§ **Text**:
....
Snowflakes of time

Mar 5, 2003 at 12:00 am

Yow, does anybody need a little break from presidential egomania and threats of mass-produced death on a global scale? Had enough orange and yellow alerts to last you three lifetimes? Well, there are two intimate galleries at the University of Michigan Museum of Art that can reboot the international dial tone in your head and connect you to the universal nature of things. The shows in them — “Arts of Zen” (in the Japanese Gallery) and “Chinese Mortuary Art” (in the Chinese Gallery) — pack a subtly powerful impact into fairly small spaces. Rarely has an hour or two investment returned such enlightening dividends.

Organized by Maribeth Graybill, UMMA’s senior curator of Asian art, these installations draw primarily on the museum’s own holdings in presenting centuries-old objects and images that, whatever else they’re about, emphasize one of the Buddha’s prime teachings: “Everything changes.” That simple understanding resonates in Graybill’s overview of funerary artifacts produced in China during four millennia, from the modest clay pots of Neolithic Yangshao culture (2600-2300 B.C.), through the ostentatious burials of the Bronze Age and the longings for immortality of the Han period, all the way to the gorgeous ceramics of the Song period (10th-12th centuries). What these ancient epochs had in common was the Chinese attempt to provide the dead with nourishment and reminders of everyday life for their sojourn in the afterworld. During thousands of years, pots of grain, vessels of wine, incense burners, and renderings of human figures, buildings, animals, birds and clouds were buried along with loved ones in the belief that, since the dead never really stop affecting our lives, they need our care and attention.

Also included in the Chinese exhibit are stunning examples of Neolithic hardstone (often called jade) carvings of discs and other geometric forms, decorated with amazingly intricate details — along with later examples of bronze mirrors, which were thought to keep away evil spirits. The pervading sense of time passing in this show, eons upon eons of time, is a reminder that empires come and go, armies rise and fall, rulers may violate the mandate of heaven, but earth and the people endure.

“Arts of Zen,” on the other hand, is a brief but bracing look at the great variety of art produced by the Chinese and Japanese Zen imaginations. The sequence of 18 hanging scrolls begins with a portrait of Sakyamuni, the historical Buddha, by Hara Zaichû (1750-1837), a Japanese artist of the Edo period. Though Sakyamuni was Indian, the painter has given him Japanese features and depicts him as he descends, emaciated, from six years of difficult practice in the mountains. This recasting of traditional Buddhist figures in local ethnic terms continues in the painting Avalokitesvara with Sudhana, where the Indian deity and a student seeking instruction are both portrayed as everyday Chinese. The painter, Chen Xian, was a Chinese Zen monk of the mid-17th century whose work greatly influenced later Japanese artists.
....
§ **Given task 1**:
According to the review, why did the Chinese bury pots of grain, vessels of wine, and renderings of figures and buildings with their loved ones? Answer in one to three sentences.
§ **Given task 2**:
Reproduce word for word the part of the review running from "Snowflakes of time" down to "such enlightening dividends.".

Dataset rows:
....
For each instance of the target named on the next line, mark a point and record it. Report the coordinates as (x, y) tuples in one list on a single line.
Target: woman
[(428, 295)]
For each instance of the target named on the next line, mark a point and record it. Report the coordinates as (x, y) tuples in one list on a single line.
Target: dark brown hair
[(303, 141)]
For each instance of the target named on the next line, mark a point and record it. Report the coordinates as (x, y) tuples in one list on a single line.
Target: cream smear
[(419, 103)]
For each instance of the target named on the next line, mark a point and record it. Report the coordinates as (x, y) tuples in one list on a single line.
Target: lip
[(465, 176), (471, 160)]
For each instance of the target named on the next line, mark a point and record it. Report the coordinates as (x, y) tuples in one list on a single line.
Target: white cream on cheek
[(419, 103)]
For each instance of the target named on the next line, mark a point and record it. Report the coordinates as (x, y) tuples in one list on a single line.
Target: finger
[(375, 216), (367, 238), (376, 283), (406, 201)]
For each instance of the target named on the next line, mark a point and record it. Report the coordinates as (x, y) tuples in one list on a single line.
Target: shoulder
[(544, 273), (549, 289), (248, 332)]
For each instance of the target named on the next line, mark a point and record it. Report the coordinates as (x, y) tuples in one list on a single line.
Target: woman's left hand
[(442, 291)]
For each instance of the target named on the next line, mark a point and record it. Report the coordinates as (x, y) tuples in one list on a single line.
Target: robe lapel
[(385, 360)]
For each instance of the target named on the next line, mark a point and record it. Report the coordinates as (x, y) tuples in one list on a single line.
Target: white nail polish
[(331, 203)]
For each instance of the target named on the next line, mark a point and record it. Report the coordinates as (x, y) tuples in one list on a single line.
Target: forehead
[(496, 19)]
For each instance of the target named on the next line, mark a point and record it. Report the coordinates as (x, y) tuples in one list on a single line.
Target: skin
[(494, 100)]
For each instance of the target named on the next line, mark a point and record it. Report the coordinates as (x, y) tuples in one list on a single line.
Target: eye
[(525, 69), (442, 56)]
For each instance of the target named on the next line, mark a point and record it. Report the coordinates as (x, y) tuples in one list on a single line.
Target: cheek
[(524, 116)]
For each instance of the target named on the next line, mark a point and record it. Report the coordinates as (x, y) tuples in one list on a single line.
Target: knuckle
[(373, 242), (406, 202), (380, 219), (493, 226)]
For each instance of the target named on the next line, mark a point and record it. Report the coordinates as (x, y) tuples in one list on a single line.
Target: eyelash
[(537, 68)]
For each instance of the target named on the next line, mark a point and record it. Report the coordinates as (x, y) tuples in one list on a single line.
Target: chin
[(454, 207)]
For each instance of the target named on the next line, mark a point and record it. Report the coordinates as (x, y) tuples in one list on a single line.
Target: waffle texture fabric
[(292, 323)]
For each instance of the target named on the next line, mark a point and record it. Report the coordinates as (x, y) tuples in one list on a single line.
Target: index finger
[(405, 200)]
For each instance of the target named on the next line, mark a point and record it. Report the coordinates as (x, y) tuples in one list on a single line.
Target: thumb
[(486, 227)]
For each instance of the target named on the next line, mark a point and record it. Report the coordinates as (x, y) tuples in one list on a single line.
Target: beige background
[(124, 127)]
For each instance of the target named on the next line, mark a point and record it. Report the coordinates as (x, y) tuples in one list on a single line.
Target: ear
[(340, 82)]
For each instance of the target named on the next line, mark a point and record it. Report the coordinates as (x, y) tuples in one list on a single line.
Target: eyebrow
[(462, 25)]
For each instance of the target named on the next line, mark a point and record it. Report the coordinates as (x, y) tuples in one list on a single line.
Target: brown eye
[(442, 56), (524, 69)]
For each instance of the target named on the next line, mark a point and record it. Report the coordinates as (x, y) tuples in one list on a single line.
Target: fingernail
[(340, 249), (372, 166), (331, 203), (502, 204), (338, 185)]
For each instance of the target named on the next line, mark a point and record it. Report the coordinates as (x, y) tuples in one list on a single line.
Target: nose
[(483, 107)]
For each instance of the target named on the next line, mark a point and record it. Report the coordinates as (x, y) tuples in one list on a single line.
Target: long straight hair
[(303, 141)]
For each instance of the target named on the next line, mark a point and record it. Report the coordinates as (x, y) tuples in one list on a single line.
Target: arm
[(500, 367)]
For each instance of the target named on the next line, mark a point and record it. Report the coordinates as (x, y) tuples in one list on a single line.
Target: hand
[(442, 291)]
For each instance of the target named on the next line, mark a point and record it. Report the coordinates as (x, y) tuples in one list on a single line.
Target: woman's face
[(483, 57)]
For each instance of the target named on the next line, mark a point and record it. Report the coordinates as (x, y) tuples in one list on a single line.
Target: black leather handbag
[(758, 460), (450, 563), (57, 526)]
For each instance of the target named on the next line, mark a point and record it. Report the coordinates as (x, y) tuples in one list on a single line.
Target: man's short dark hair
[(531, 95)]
....
§ **Correct result 1**:
They sought to give the dead nourishment and reminders of everyday life for their sojourn in the afterworld. They did so believing that the dead never really stop affecting our lives and therefore need our care and attention.

§ **Correct result 2**:
Snowflakes of time

Mar 5, 2003 at 12:00 am

Yow, does anybody need a little break from presidential egomania and threats of mass-produced death on a global scale? Had enough orange and yellow alerts to last you three lifetimes? Well, there are two intimate galleries at the University of Michigan Museum of Art that can reboot the international dial tone in your head and connect you to the universal nature of things. The shows in them — “Arts of Zen” (in the Japanese Gallery) and “Chinese Mortuary Art” (in the Chinese Gallery) — pack a subtly powerful impact into fairly small spaces. Rarely has an hour or two investment returned such enlightening dividends.